**DO THIS:** Render every line of the rows below as a Markdown table with two columns, Number and Text, numbering the lines in order and leaving out any blank lines.

-------

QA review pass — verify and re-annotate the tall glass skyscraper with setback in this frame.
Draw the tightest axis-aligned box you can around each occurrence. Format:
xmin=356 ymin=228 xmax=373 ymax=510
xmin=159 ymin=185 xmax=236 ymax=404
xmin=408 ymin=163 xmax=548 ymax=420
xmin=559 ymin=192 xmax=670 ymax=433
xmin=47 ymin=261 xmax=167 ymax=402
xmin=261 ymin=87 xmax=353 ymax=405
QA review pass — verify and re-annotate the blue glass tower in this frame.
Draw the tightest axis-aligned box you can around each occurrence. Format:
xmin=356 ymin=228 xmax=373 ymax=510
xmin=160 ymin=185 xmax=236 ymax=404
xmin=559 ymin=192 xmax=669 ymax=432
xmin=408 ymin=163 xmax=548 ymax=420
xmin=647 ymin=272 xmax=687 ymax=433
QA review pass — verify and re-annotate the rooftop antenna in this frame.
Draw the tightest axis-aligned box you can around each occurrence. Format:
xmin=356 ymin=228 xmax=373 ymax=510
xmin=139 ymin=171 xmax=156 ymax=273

-------

**OUTPUT OF THE EXERCISE:**
| Number | Text |
|---|---|
| 1 | QA review pass — verify and re-annotate the tall glass skyscraper with setback in this frame. |
| 2 | Draw the tightest axis-aligned box you can around each occurrence. Format: |
| 3 | xmin=356 ymin=228 xmax=373 ymax=510 |
| 4 | xmin=159 ymin=185 xmax=236 ymax=404 |
| 5 | xmin=408 ymin=163 xmax=548 ymax=420 |
| 6 | xmin=559 ymin=192 xmax=670 ymax=433 |
| 7 | xmin=47 ymin=261 xmax=167 ymax=402 |
| 8 | xmin=261 ymin=87 xmax=353 ymax=405 |
| 9 | QA review pass — verify and re-annotate the blue glass tower in this frame. |
| 10 | Draw the tightest axis-aligned box you can around each occurrence. Format: |
| 11 | xmin=356 ymin=228 xmax=373 ymax=510 |
| 12 | xmin=160 ymin=185 xmax=236 ymax=404 |
| 13 | xmin=559 ymin=192 xmax=669 ymax=432 |
| 14 | xmin=408 ymin=163 xmax=548 ymax=420 |
| 15 | xmin=647 ymin=272 xmax=687 ymax=433 |
| 16 | QA review pass — verify and re-annotate the rooftop antenna in this frame. |
| 17 | Draw the tightest axis-aligned box you can around each occurrence. Format: |
| 18 | xmin=356 ymin=228 xmax=373 ymax=510 |
| 19 | xmin=139 ymin=171 xmax=156 ymax=273 |